> **Do this**: Continue the piece on why suggested tips keep rising, picking up right after its final line.

Why does the suggested tip only ever go up?
The suggested tip keeps climbing because a tipping norm behaves like a ratchet: it has a mechanism that pushes it up and almost nothing that pulls it back down. The standard US restaurant tip went from 10% in the first half of the 1900s, to 15% by the 1980s, to 20% today — and the minimum the screen suggests keeps creeping higher still. Each new average quietly becomes the next baseline. The number rises, sticks, and rises again.
What makes 2026 strange is that the climb continues into open revolt. Popmenu’s 2026 consumer study found 78% of Americans say tipping practices have “become ridiculous,” and 44% report tipping less than they did a year ago. Yet in the same survey, 74% noticed restaurants raising the suggested minimums on their screens. The backlash and the ratchet are running at the same time.
Sources: Tim Sablik, “Tipping: From Scourge of Democracy to American Ritual,” Econ Focus, Federal Reserve Bank of Richmond (2024); Popmenu, “Consumer Tipping Study” (2026)
What is the tipping ratchet?

> **Material shown**:
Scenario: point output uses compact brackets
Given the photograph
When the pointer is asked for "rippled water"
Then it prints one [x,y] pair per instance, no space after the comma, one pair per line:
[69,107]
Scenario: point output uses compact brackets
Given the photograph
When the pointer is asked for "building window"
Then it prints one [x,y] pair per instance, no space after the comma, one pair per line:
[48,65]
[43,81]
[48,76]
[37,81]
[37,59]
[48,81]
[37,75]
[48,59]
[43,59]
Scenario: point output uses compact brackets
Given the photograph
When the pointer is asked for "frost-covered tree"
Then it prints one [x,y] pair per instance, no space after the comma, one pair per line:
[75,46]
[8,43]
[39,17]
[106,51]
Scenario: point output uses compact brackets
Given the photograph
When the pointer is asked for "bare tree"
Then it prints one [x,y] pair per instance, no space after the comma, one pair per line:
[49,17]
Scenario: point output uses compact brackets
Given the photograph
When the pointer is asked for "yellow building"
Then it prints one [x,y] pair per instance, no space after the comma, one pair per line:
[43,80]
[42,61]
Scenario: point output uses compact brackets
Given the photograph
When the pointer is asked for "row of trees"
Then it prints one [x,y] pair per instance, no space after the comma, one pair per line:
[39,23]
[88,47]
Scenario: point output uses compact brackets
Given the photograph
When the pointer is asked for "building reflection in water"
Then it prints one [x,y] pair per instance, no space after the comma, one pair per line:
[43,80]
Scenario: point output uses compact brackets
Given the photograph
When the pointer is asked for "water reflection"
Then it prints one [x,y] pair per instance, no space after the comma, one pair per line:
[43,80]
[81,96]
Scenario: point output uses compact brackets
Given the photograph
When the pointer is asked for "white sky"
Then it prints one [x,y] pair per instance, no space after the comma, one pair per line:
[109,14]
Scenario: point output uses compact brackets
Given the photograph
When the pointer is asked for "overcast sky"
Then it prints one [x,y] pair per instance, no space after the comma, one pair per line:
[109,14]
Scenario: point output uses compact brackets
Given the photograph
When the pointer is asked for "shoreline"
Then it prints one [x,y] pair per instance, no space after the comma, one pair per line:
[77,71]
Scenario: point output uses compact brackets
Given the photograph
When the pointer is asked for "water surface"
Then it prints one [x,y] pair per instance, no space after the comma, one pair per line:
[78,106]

> **Task response**:
The tipping ratchet is the self-reinforcing loop that turns this year’s average tip into next year’s expectation. In 2025, Dartmouth’s Laurens Debo and Tel Aviv University’s Ran Snitkovsky published the first formal model of it in Management Science. They built tipping from two motives the research has long documented: the urge to show appreciation, and the pressure to conform to the going rate. Run those two motives forward over many rounds and the math converges on a rising norm.
In their model, the “recommended tip” is simply the average tip in the market — the figure printed at the bottom of the check or pre-loaded on the screen. Each period, people tip, the new average is computed, and that average becomes the recommendation for the next period. Two groups emerge at equilibrium: those who genuinely value the service and tip generously, and the rest who tip “just to avoid negative feelings.” The generous ones do the lifting.
Appreciators pull the conformists upward. The conformists never pull them back down.
That single asymmetry is the whole ratchet. Generous tippers raise the average; everyone else follows the average to avoid social pain; the new average becomes the new floor. There is no equal and opposite force — no group whose discomfort drags the norm lower — so the equilibrium only travels one way.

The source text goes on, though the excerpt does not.